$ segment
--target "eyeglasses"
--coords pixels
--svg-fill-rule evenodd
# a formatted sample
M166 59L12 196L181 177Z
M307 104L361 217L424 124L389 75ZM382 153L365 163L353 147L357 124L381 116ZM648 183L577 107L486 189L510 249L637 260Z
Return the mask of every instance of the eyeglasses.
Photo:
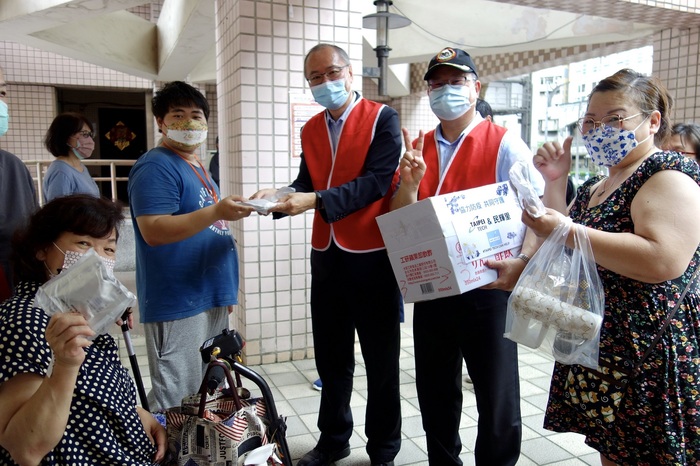
M677 150L676 152L678 152L681 155L685 155L686 157L692 157L692 158L695 158L698 155L695 152L686 152L684 150Z
M431 90L435 89L440 89L443 87L445 84L449 84L450 86L466 86L468 82L474 82L474 79L471 79L469 76L460 76L458 78L452 78L447 81L428 81L428 87Z
M340 79L341 75L343 74L343 70L347 68L350 65L343 65L343 66L334 66L330 70L326 71L325 73L315 73L306 78L309 84L312 86L316 86L318 84L321 84L324 81L324 78L328 78L329 81L336 81Z
M576 121L576 126L578 126L579 131L581 133L587 133L597 127L606 127L606 128L612 128L612 129L620 129L622 127L622 122L630 120L634 117L637 117L639 115L646 115L645 112L639 112L635 113L634 115L628 116L628 117L622 117L622 115L605 115L603 118L601 118L599 121L595 121L593 118L590 117L583 117L579 118ZM605 129L605 128L603 128Z
M80 137L83 137L83 138L92 138L92 137L95 137L95 133L93 133L92 131L78 131L78 132L75 133L75 134L79 134Z

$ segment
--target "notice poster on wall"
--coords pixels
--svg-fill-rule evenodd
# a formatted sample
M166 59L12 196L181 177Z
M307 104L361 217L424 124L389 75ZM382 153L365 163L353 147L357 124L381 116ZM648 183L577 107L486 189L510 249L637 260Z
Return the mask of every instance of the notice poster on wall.
M301 157L301 128L309 119L323 111L311 94L289 94L289 121L292 137L292 158Z

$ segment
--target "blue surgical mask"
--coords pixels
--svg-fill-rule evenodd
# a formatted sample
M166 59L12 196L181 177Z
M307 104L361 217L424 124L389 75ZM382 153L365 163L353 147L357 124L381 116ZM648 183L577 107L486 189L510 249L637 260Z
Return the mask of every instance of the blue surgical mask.
M0 100L0 136L4 136L9 127L10 113L7 109L7 104Z
M350 94L345 89L345 80L326 81L311 88L314 100L328 110L337 110L348 101Z
M469 94L471 94L469 86L445 84L439 89L430 91L430 108L435 116L442 120L456 120L471 108Z

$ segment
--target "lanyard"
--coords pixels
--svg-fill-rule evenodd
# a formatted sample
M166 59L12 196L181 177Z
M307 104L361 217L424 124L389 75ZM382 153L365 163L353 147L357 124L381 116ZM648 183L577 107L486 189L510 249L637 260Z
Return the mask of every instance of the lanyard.
M199 178L199 181L200 181L200 182L202 183L202 185L204 186L204 189L206 189L207 191L209 191L209 194L211 195L211 197L214 198L214 202L215 202L215 203L216 203L216 202L219 202L219 196L216 194L216 190L214 189L214 182L211 180L211 178L209 178L209 174L208 174L207 171L204 169L204 165L202 165L202 162L199 160L199 158L198 158L195 154L192 154L192 156L194 157L194 159L197 161L197 163L199 164L199 166L202 168L202 172L204 173L204 178L202 178L202 175L199 174L199 172L197 171L197 169L194 168L194 166L190 163L189 160L187 160L187 158L186 158L184 155L182 155L180 152L178 152L177 150L175 150L175 149L173 149L172 147L170 147L169 145L167 145L165 142L163 142L163 145L164 145L165 147L167 147L168 149L170 149L171 151L175 152L175 153L178 155L178 157L180 157L182 160L184 160L185 162L187 162L187 165L192 169L192 171L194 172L194 174L197 175L197 178Z

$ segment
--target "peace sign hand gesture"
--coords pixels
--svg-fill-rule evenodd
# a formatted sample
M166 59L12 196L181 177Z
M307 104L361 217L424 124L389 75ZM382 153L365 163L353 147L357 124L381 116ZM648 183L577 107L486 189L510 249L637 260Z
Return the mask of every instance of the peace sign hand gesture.
M420 181L423 179L423 175L425 175L423 130L418 133L415 147L413 147L413 141L411 141L408 130L406 128L401 128L401 132L403 133L403 140L406 146L406 152L403 154L401 163L399 164L401 184L405 184L407 187L417 190Z

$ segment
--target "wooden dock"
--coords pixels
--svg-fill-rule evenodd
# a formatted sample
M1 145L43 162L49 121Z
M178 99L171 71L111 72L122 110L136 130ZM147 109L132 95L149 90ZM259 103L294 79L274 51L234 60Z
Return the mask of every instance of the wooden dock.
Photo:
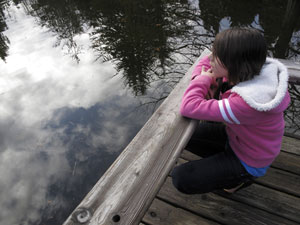
M199 59L209 52L204 51ZM193 67L197 64L195 62ZM290 82L300 64L287 60ZM171 184L174 165L198 121L179 114L191 67L167 99L76 207L64 225L300 224L300 139L285 136L266 176L235 194L185 195Z
M178 163L199 159L184 151ZM186 195L168 176L141 224L300 224L300 140L284 137L265 177L237 193Z

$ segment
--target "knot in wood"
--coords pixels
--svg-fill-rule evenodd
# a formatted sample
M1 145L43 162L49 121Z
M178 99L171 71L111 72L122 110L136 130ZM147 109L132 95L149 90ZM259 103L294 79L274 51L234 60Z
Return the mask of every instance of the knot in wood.
M79 208L74 212L74 216L79 223L88 222L92 215L88 209Z
M155 212L150 212L150 216L151 216L151 217L156 217L157 215L156 215Z

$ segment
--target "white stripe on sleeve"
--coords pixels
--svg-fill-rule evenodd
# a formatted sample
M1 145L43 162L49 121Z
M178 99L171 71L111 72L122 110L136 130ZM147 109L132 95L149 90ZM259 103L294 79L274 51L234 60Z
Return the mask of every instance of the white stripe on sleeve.
M229 101L228 99L225 99L225 106L226 106L226 109L229 113L229 116L231 117L231 119L236 123L236 124L240 124L240 121L235 117L235 115L233 114L232 110L231 110L231 107L230 107L230 104L229 104Z
M218 104L219 104L219 109L220 109L220 112L221 112L221 115L222 115L223 119L224 119L227 123L232 123L232 122L228 119L228 117L227 117L227 115L226 115L226 112L225 112L225 110L224 110L223 100L219 100L219 101L218 101Z

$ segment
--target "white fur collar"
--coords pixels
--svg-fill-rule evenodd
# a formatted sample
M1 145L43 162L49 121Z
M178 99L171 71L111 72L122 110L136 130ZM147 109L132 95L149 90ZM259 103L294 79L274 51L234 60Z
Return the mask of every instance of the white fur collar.
M287 68L278 60L267 58L260 74L231 89L258 111L276 108L283 100L288 88Z

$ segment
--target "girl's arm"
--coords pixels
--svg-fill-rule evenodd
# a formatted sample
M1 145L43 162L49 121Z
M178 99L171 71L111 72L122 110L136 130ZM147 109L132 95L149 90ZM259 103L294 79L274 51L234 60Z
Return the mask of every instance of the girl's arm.
M195 76L182 99L180 113L183 116L199 120L224 121L219 110L219 101L205 99L213 80L214 78L207 75Z
M209 56L204 57L192 73L192 80L182 99L181 114L199 120L232 124L251 123L259 112L250 108L237 94L222 100L207 99L211 87L216 85L216 78L220 78L220 75L211 70ZM250 118L249 112L252 112Z
M228 94L228 98L205 99L214 77L203 75L192 80L182 98L180 113L198 120L225 122L230 124L258 123L264 113L251 108L238 94Z

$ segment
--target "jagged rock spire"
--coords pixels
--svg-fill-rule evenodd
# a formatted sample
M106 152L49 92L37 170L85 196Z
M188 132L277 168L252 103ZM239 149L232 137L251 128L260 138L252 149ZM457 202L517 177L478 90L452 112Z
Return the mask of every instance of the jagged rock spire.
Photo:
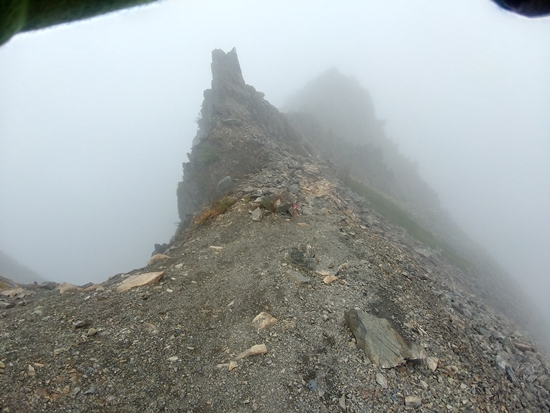
M213 50L211 67L212 84L222 81L245 86L237 49L233 48L227 53L221 49Z

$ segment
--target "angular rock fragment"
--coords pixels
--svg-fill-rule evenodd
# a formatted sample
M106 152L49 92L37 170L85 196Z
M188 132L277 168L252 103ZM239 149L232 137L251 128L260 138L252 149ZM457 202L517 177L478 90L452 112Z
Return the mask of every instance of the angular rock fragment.
M388 320L355 309L346 311L344 317L357 345L373 364L387 369L406 360L425 358L423 350L414 344L407 345Z
M383 389L388 388L388 381L384 377L382 373L376 373L376 382L382 387Z
M305 251L304 251L305 250ZM315 259L310 255L311 249L307 247L291 247L285 253L285 259L292 264L298 265L306 270L314 271L315 270Z
M157 261L162 261L162 260L167 260L169 259L170 257L168 255L164 255L164 254L155 254L153 255L149 261L147 261L147 265L151 265Z
M23 289L21 287L12 288L10 290L4 290L0 294L2 294L5 297L16 297L23 293Z
M522 352L526 352L526 351L535 351L534 347L527 344L527 343L522 343L522 342L519 342L519 341L514 341L514 346L519 350L519 351L522 351Z
M252 211L252 221L260 222L264 217L263 211L258 207Z
M250 356L256 356L258 354L265 354L267 353L267 347L265 344L256 344L252 347L250 347L248 350L243 351L241 354L237 356L237 360L241 360Z
M44 281L43 283L38 285L38 288L42 290L55 290L55 287L57 287L59 284L53 281Z
M405 406L406 407L420 407L422 405L422 398L418 396L406 396L405 397Z
M252 323L259 329L270 327L276 322L277 322L277 319L273 317L271 314L266 313L265 311L262 311L260 314L254 317L254 320L252 320Z
M59 285L59 294L64 294L67 291L80 290L76 285L70 283L62 283Z
M437 363L439 363L438 358L426 357L426 364L428 365L428 368L432 371L432 373L437 369Z
M84 292L90 292L90 291L95 291L97 290L99 287L101 287L101 284L92 284L90 285L89 287L86 287L84 288Z
M122 284L120 284L116 290L118 292L128 291L134 287L140 287L142 285L150 285L158 283L164 276L164 271L148 272L145 274L132 275L126 278Z
M325 284L330 284L334 281L336 281L338 277L336 275L327 275L325 278L323 278L323 282Z

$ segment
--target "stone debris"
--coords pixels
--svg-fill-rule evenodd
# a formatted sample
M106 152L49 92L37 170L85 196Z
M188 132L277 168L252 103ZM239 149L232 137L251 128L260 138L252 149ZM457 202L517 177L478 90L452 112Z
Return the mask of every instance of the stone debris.
M273 317L271 314L266 313L265 311L262 311L260 314L254 317L254 320L252 320L252 324L254 324L259 329L271 327L276 322L277 322L277 319Z
M74 284L70 284L67 282L61 283L59 286L59 294L65 294L67 291L74 291L74 290L80 290L79 287L77 287Z
M418 396L405 396L406 407L420 407L422 406L422 398Z
M163 261L163 260L168 260L170 259L171 257L169 257L168 255L164 255L164 254L155 254L153 255L149 261L147 261L147 265L153 265L155 262L157 261Z
M90 291L96 291L96 290L102 290L103 289L103 286L101 284L92 284L90 285L89 287L86 287L84 289L82 289L82 291L84 292L90 292Z
M16 287L16 288L11 288L9 290L3 290L0 292L0 294L3 295L4 297L10 297L10 298L18 297L23 294L23 288Z
M425 358L420 349L405 343L388 320L355 309L345 312L345 320L357 345L372 363L384 369Z
M323 282L325 284L330 284L334 281L336 281L338 277L336 275L327 275L325 278L323 278Z
M256 208L254 211L252 211L251 214L252 214L252 221L254 221L254 222L260 222L264 217L264 213L260 209L260 207Z
M376 382L382 387L383 389L388 388L388 381L384 377L382 373L376 373Z
M128 291L142 285L151 285L158 283L164 276L164 271L148 272L145 274L132 275L126 278L117 288L118 292Z
M527 307L490 260L460 249L475 258L464 271L390 224L337 176L344 139L331 146L334 161L322 159L288 121L300 114L283 117L244 83L236 53L213 57L178 186L182 222L155 246L172 257L155 264L167 279L126 294L115 290L144 274L72 294L39 285L2 295L0 410L550 411L550 359L524 331L535 319L511 311ZM361 148L352 154L382 159ZM351 166L350 177L361 173ZM236 203L195 225L227 176ZM419 223L433 218L413 212ZM320 282L337 271L338 282ZM260 312L279 321L261 329L252 323ZM265 344L237 365L232 350L251 343Z
M432 373L437 370L437 363L439 363L437 357L426 357L426 364Z
M308 248L309 247L309 248ZM315 271L315 259L312 256L311 246L299 245L291 247L285 253L285 259L305 270Z
M248 350L243 351L237 356L237 360L241 360L250 356L257 356L259 354L267 353L267 347L265 344L256 344L250 347Z

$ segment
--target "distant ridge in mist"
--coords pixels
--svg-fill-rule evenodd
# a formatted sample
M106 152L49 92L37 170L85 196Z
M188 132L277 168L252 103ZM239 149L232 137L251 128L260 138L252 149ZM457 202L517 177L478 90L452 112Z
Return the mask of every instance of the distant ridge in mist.
M2 250L0 250L0 276L18 284L32 284L34 281L38 283L46 281L44 277L20 264L15 258Z

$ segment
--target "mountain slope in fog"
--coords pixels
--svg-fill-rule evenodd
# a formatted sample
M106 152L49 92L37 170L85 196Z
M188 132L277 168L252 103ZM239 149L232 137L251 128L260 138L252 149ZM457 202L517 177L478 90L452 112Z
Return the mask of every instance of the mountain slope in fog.
M20 264L4 251L0 251L0 276L18 284L32 284L35 281L38 283L46 281L45 278Z
M301 135L336 164L348 186L389 222L458 267L469 291L509 317L532 323L534 330L545 330L535 327L547 321L528 304L517 281L455 223L418 165L386 136L369 92L355 78L332 68L294 93L285 110Z
M550 409L550 359L472 291L478 273L340 179L244 83L235 50L213 52L212 75L164 255L101 285L0 299L4 410Z

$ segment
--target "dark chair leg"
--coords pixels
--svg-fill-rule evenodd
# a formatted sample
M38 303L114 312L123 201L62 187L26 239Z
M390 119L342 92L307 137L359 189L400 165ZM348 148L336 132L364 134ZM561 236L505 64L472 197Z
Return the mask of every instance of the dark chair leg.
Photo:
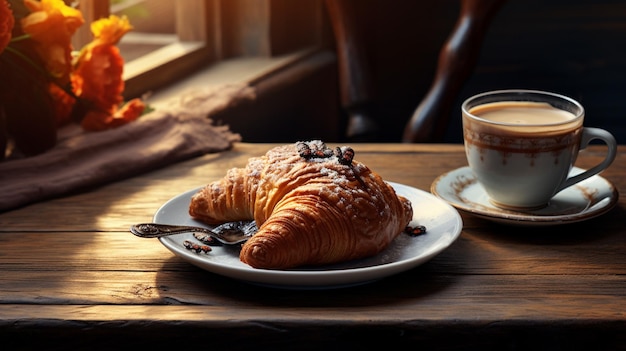
M437 142L443 139L450 108L474 69L491 19L503 2L462 0L456 26L439 53L435 79L407 123L403 142Z
M348 116L346 137L351 141L373 141L378 125L372 117L371 70L365 54L355 7L358 1L326 0L337 46L341 104Z

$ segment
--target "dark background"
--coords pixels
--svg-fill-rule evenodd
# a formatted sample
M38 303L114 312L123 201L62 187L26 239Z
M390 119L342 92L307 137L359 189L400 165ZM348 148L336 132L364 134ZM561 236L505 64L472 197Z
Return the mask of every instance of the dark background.
M399 141L428 90L458 1L358 2L374 74L382 140ZM548 90L577 99L586 126L626 143L626 1L509 0L496 14L474 73L452 108L447 142L462 142L460 105L486 90Z

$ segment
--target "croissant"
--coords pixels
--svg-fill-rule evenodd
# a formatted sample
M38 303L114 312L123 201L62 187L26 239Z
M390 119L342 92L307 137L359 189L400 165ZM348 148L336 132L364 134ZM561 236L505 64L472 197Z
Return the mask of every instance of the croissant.
M413 210L354 151L319 141L250 158L192 196L189 214L207 224L255 220L242 262L264 269L373 256L409 224Z

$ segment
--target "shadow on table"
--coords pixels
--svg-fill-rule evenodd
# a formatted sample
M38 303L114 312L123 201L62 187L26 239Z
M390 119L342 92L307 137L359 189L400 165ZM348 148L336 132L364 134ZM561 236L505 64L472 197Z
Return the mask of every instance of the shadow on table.
M490 233L481 233L484 238L491 238L502 242L514 242L534 245L582 245L592 244L604 240L614 240L613 234L606 229L621 228L624 226L626 209L619 204L604 215L586 221L550 226L512 226L490 222L486 219L473 217L464 223L473 227L491 226Z
M444 252L445 253L445 252ZM443 260L442 262L445 262ZM456 262L461 262L456 260ZM449 265L449 263L447 263ZM186 265L187 267L181 267ZM438 269L437 257L425 264L381 280L360 285L329 289L290 289L248 283L196 268L177 257L164 263L156 278L157 286L172 284L171 275L178 275L187 284L186 294L191 289L193 296L176 297L176 287L171 286L164 297L170 303L180 304L224 304L263 305L276 307L374 307L393 304L403 299L420 299L436 295L454 285L454 275L434 274ZM184 271L171 271L172 267ZM448 267L450 268L450 267ZM455 268L461 269L460 267ZM189 284L193 284L191 287ZM216 301L216 299L218 301Z

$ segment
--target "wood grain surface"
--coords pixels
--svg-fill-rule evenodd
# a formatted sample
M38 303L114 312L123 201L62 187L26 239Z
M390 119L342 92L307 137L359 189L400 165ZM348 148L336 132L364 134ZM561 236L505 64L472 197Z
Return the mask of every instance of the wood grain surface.
M626 347L623 197L599 218L558 227L511 227L462 213L459 239L426 264L333 290L236 281L128 232L170 198L272 146L240 143L0 214L2 339L18 349ZM466 165L462 145L352 146L385 179L424 191ZM618 190L626 189L624 151L602 174ZM577 166L592 166L603 152L583 151Z

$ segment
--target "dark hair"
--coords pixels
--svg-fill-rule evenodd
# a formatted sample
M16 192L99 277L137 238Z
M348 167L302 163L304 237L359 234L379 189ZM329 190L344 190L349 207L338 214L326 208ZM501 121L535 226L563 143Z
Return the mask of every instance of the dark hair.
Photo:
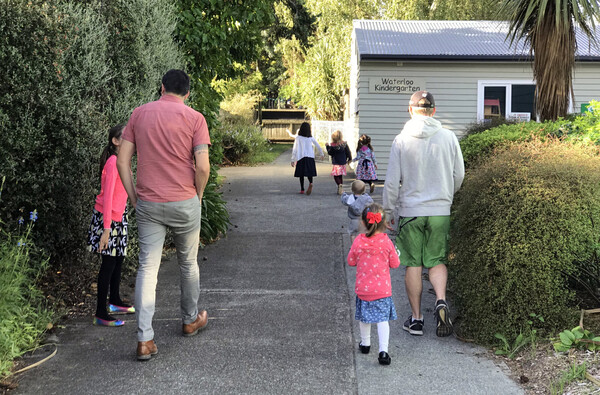
M106 147L104 147L102 155L100 155L100 178L102 178L102 170L104 170L104 165L106 164L108 158L110 158L111 155L117 154L117 146L113 144L112 140L114 137L121 137L121 134L123 134L123 129L125 129L125 124L121 123L113 126L108 131L108 144Z
M369 149L371 151L373 151L373 146L371 145L371 138L369 136L367 136L366 134L363 134L358 138L358 144L356 145L356 150L358 151L365 145L367 147L369 147Z
M185 96L190 91L190 77L183 70L169 70L162 77L166 93Z
M373 222L372 224L370 224L369 220L367 219L369 213L381 214L381 221ZM365 209L362 212L361 218L363 220L363 223L367 227L367 237L373 236L373 233L375 233L377 230L385 230L385 211L383 210L383 207L380 204L371 203L370 205L365 207Z
M298 131L298 136L312 137L312 134L310 133L310 124L308 122L302 122L302 125L300 125L300 131Z

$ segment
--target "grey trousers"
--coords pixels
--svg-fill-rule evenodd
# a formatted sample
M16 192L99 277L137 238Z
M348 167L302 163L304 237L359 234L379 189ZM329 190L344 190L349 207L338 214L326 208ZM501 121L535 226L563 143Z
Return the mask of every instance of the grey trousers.
M136 218L139 232L139 268L135 282L135 313L138 341L154 339L152 317L156 302L158 269L167 228L171 229L181 273L181 315L184 324L198 315L200 271L201 204L198 197L180 202L155 203L138 200Z

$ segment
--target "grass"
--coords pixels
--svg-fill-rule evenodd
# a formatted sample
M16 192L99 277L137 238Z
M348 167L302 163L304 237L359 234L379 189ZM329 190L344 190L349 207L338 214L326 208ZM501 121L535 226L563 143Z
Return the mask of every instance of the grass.
M275 159L277 159L277 157L279 157L279 155L281 155L282 153L284 153L285 151L287 151L291 148L292 148L292 144L271 143L271 144L269 144L269 147L267 148L267 150L253 153L252 155L250 155L250 157L248 158L248 162L246 164L258 165L261 163L271 163Z
M12 233L0 220L0 381L10 375L13 360L35 347L52 322L36 287L48 258L29 238L37 215L32 211L27 223L21 216Z

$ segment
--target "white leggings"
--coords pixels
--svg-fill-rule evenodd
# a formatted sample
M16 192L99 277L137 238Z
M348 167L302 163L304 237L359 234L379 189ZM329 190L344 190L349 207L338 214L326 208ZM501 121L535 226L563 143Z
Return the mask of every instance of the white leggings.
M360 344L363 346L371 345L371 324L365 324L364 322L358 322L360 327ZM379 352L388 352L388 345L390 341L390 322L378 322L377 323L377 337L379 338Z

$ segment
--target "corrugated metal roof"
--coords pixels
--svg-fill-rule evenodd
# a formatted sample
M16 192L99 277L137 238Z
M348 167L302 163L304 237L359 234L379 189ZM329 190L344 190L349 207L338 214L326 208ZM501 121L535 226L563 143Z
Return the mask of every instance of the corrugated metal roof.
M508 22L355 20L360 59L527 60L523 41L506 39ZM600 61L600 45L576 30L577 60ZM598 35L600 42L600 34Z

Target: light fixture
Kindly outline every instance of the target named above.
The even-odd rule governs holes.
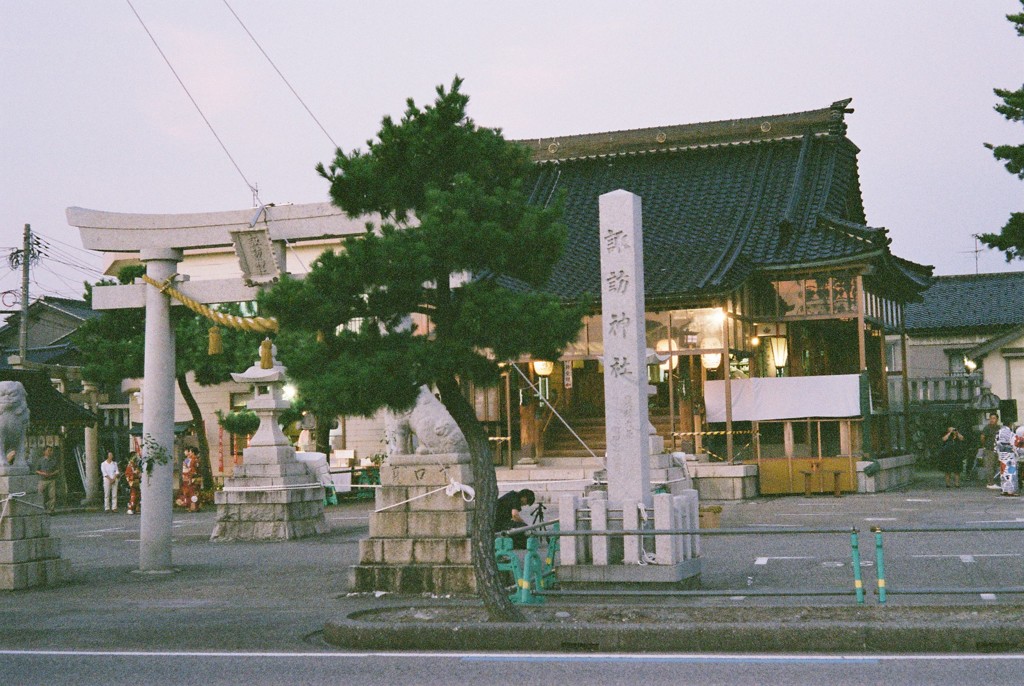
[[[975,362],[974,360],[972,360],[972,359],[968,358],[968,357],[967,357],[967,356],[965,355],[965,356],[964,356],[964,369],[966,369],[966,370],[967,370],[967,373],[968,373],[968,374],[973,374],[973,373],[974,373],[974,370],[975,370],[975,369],[977,369],[977,368],[978,368],[978,363],[977,363],[977,362]]]
[[[717,338],[706,338],[701,347],[721,348],[722,342]],[[722,364],[722,353],[704,353],[700,356],[700,363],[704,365],[704,369],[718,369],[718,365]]]
[[[537,374],[537,396],[541,402],[551,397],[551,372],[555,371],[555,363],[550,360],[534,360],[533,371]]]
[[[281,389],[281,399],[282,400],[288,400],[288,401],[295,400],[295,396],[298,395],[298,394],[299,394],[299,389],[297,389],[293,384],[290,384],[290,383],[285,384],[284,388]]]
[[[725,310],[721,307],[716,307],[711,312],[711,322],[713,324],[722,325],[725,323]]]
[[[761,339],[758,338],[757,336],[751,336],[750,345],[756,348],[757,346],[761,345]]]
[[[785,336],[772,336],[768,339],[772,348],[772,361],[775,363],[775,376],[782,376],[789,361],[789,344]]]
[[[555,371],[555,363],[550,360],[534,360],[533,371],[537,376],[551,376],[551,372]]]
[[[667,372],[679,366],[679,357],[672,354],[677,350],[679,350],[679,344],[673,338],[663,338],[654,344],[654,352],[658,355],[658,359],[666,358],[659,364],[662,371]],[[667,357],[662,353],[668,353]]]

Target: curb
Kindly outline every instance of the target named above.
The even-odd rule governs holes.
[[[572,614],[579,608],[559,609]],[[338,648],[360,650],[507,652],[522,647],[511,637],[526,631],[536,650],[574,653],[1016,653],[1024,644],[1024,615],[1012,606],[997,612],[984,607],[831,608],[828,614],[834,616],[828,619],[814,617],[820,614],[816,608],[751,609],[768,612],[744,619],[747,613],[730,612],[734,608],[687,608],[681,609],[683,621],[643,623],[388,618],[413,610],[458,613],[437,605],[405,605],[327,622],[324,639]]]

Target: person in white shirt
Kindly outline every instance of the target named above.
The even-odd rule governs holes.
[[[121,470],[114,462],[113,452],[107,451],[107,459],[100,463],[100,470],[103,472],[103,511],[117,512],[117,478]]]

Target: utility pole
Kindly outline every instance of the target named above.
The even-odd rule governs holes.
[[[28,276],[32,261],[32,226],[25,224],[25,239],[21,248],[21,327],[18,330],[18,355],[21,366],[28,361]]]

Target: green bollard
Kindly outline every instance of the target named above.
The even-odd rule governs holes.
----
Brief:
Please give back only the lines between the first line of the entries and the line with "Return the mask of every instance of the eyeglasses.", both ends included, word for word.

Solution:
$ segment
--target "eyeglasses"
--coords pixels
--svg-fill-rule evenodd
# a formatted sample
M166 59L12 196L181 177Z
M307 104L361 217L424 124L389 75ZM382 153L365 163L353 147L357 124L381 116ZM648 183L577 107L486 189L510 249L637 260Z
Return the mask of every instance of the eyeglasses.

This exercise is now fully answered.